■ What you are asked to do:
Check every line of the data for the word "Target", and copy those that have it.

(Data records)
--

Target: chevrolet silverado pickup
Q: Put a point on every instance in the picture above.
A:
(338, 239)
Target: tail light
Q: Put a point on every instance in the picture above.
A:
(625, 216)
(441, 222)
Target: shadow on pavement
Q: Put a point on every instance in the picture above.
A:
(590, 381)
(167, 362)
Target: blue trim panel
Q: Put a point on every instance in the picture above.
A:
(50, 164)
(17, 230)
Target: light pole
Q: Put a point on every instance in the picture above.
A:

--

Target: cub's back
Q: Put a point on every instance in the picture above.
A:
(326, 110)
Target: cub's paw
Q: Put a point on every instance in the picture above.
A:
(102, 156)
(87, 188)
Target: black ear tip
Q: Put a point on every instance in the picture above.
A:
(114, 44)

--

■ Solution for this task:
Target: chevrolet silverado pickup
Target: tail light
Target: shadow on pavement
Target: blue trim panel
Target: light pole
Target: cub's back
Target: cub's paw
Target: black ear tip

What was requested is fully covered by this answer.